## Objetivo do exercício:
Transcreva sem nenhuma alteração o trecho de "A regra foi" até "anos para reavê-los." da notícia abaixo sobre as restrições a viagens ao exterior na China.

Agência de notícias
Publicado em 3 de agosto de 2025 às 13h11.
Quando Tina Liu foi contratada para lecionar literatura em uma escola pública de ensino fundamental no sul da China, seu contrato incluía os avisos habituais sobre faltas e desempenho no trabalho. Mas havia uma cláusula adicional: viajar para o exterior sem a permissão da escola poderia resultar em demissão.
A regra foi reforçada em um grupo de mensagens da equipe: “De acordo com as regulamentações das instâncias superiores, os professores precisam fortalecer sua consciência disciplinar. Atualmente, não permitiremos férias no exterior.”
Por toda a China, avisos semelhantes estão se espalhando à medida que as autoridades aumentam o controle sobre os contatos de funcionários públicos com estrangeiros. Alguns professores de jardim de infância, médicos, contratados do governo e funcionários de empresas estatais foram obrigados a entregar seus passaportes. Em algumas cidades, aposentados devem esperar dois anos para reavê-los.

Dados extraídos de uma coleção

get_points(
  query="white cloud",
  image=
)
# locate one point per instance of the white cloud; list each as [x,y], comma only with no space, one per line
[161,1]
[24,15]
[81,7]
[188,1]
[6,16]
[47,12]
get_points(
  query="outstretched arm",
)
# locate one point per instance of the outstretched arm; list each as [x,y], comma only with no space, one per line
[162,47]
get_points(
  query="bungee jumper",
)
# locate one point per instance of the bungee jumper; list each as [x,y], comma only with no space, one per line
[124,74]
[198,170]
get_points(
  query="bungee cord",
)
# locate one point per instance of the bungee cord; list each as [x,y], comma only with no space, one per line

## Área de resposta:
A regra foi reforçada em um grupo de mensagens da equipe: “De acordo com as regulamentações das instâncias superiores, os professores precisam fortalecer sua consciência disciplinar. Atualmente, não permitiremos férias no exterior.”
Por toda a China, avisos semelhantes estão se espalhando à medida que as autoridades aumentam o controle sobre os contatos de funcionários públicos com estrangeiros. Alguns professores de jardim de infância, médicos, contratados do governo e funcionários de empresas estatais foram obrigados a entregar seus passaportes. Em algumas cidades, aposentados devem esperar dois anos para reavê-los.